**DATA SECTION**
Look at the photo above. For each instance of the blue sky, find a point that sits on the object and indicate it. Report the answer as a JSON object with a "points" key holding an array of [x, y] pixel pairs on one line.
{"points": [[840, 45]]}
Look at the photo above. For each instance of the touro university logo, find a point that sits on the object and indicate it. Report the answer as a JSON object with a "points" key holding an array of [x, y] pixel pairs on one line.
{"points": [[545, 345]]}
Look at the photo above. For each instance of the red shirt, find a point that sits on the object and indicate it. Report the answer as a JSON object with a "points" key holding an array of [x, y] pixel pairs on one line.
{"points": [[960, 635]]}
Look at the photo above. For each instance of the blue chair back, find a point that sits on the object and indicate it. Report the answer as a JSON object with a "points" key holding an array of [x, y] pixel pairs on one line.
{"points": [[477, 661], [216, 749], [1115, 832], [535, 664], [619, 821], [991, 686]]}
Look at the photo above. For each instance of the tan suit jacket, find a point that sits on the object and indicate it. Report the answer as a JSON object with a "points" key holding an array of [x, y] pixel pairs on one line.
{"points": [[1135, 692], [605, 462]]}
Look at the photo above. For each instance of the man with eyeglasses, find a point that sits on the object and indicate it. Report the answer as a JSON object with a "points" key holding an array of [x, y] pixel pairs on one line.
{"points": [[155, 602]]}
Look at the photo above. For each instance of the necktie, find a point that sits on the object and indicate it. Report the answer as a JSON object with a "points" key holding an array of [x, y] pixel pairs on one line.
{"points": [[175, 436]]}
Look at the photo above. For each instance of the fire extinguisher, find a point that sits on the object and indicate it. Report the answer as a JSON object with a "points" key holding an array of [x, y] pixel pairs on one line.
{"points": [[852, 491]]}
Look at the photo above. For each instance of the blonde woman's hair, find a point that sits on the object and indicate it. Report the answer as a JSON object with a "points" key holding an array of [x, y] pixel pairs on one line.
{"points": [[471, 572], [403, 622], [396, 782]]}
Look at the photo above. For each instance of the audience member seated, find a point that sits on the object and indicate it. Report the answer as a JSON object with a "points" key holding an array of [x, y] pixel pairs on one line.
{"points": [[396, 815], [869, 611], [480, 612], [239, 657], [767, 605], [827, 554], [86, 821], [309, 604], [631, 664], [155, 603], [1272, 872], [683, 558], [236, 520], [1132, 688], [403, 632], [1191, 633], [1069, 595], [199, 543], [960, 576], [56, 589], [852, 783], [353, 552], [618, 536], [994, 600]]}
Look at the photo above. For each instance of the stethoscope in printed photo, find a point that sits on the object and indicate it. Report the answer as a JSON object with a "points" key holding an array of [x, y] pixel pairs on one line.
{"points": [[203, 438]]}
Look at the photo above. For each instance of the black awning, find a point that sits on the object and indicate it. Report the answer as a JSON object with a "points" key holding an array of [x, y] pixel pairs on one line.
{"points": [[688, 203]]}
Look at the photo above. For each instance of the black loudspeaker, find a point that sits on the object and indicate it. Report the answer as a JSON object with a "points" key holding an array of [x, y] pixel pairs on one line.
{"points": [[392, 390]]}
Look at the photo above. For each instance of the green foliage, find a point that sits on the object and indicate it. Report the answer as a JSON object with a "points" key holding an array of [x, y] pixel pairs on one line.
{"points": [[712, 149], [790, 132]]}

**EXERCISE DESCRIPTION**
Nothing may be left out: return each entry exactly as it reads.

**SOLUTION TO THE EXERCISE**
Look at the photo above. For each instance of the blue sky, find a point that sits on the object and indicate it. Report the answer as a JSON object with a "points" key holding an array of [x, y] pixel pairs on one line.
{"points": [[840, 45]]}
Look at the photo above. For each instance of the touro university logo, find a point that sits on the object and indicate it. Report the answer as a JSON object with a "points" key holding an array of [x, y] pixel pairs on one line.
{"points": [[545, 345]]}
Look at the photo above. For each instance of the red shirt, find a point that sits on the object and indicate it. Report the answer as a JSON object with a "points" key holding an array of [x, y] pixel pairs on one line.
{"points": [[960, 635]]}
Look at the photo above. For each instance of the blue chair back, find a point that sits on the object and indicate it. Report the answer as a JSON object with a "points" key holding an array of [x, y] pixel pairs on one line.
{"points": [[477, 661], [216, 749], [1115, 832], [535, 664], [619, 821], [991, 686]]}
Look at the photo above. For each instance of the tan suit jacket, find a point that sits on the object and indicate it. Report the answer as a JSON object with a "points" key holding an array of [x, y] pixel pairs on one line.
{"points": [[1135, 692], [605, 462]]}
Look at the photo above. For each instance of the man with eyeglasses, find a point that sits on the object and indicate it. Report the answer as a JSON object with a "points" key holding an array of [x, y] pixel pairs on one line.
{"points": [[155, 602]]}
Look at the photo above. For each instance of the necktie, find a point that sits on the object and indicate it. Report the answer as a JSON object with a "points" key holding an array of [x, y] pixel pairs on one line.
{"points": [[175, 436]]}
Look at the photo above. For each instance of the fire extinguisher, find a point that sits on the object and indicate it. Report the answer as a JSON object with a "points" key holding an array of [x, y] pixel pairs on one line.
{"points": [[852, 491]]}
Look at the photo above. For each instance of the blonde woman's hair, find a point that sits on the object and indicate it. Report the answer as a JSON object with a "points" key holding an array of [x, y] pixel pairs on one line.
{"points": [[471, 572], [403, 622], [396, 782]]}
Look at the photo above. For each instance of the audience member seated, find a point that sits on the object and indicate it. Report the answer as a JSON object with a "points" key holding an array of [x, y] pixel pairs on one line.
{"points": [[396, 815], [869, 611], [480, 612], [239, 657], [767, 605], [827, 554], [86, 821], [309, 604], [631, 664], [155, 603], [1272, 872], [683, 558], [236, 520], [1132, 688], [403, 632], [1191, 633], [1069, 595], [199, 543], [960, 576], [56, 589], [852, 783], [353, 552], [618, 536], [994, 600]]}
Look at the photo above. For each instance of the stethoscope in printed photo, find a point that sits on the object and indicate it. Report the answer as a JSON object with a "points" key holding an array of [x, y] pixel pairs on one line.
{"points": [[203, 438]]}
Look at the photo above. For each instance of the black awning, find a point that sits on the object and indicate it. Report the answer as a JSON object with a "points" key holding an array of [x, y] pixel pairs on one line.
{"points": [[688, 203]]}
Look at the photo above. For each instance of the black loudspeaker, find a point that sits on the object and indicate it. Report the answer as a JSON object with a "points" key holding an array of [x, y] pixel pairs on one line.
{"points": [[392, 390]]}
Look at the photo above. For each instance of the green foliage, find a point that sits on the object and indicate it. Report the answer as a JSON object with a "points" key holding an array of [x, y] pixel pairs on one line.
{"points": [[712, 149], [790, 132]]}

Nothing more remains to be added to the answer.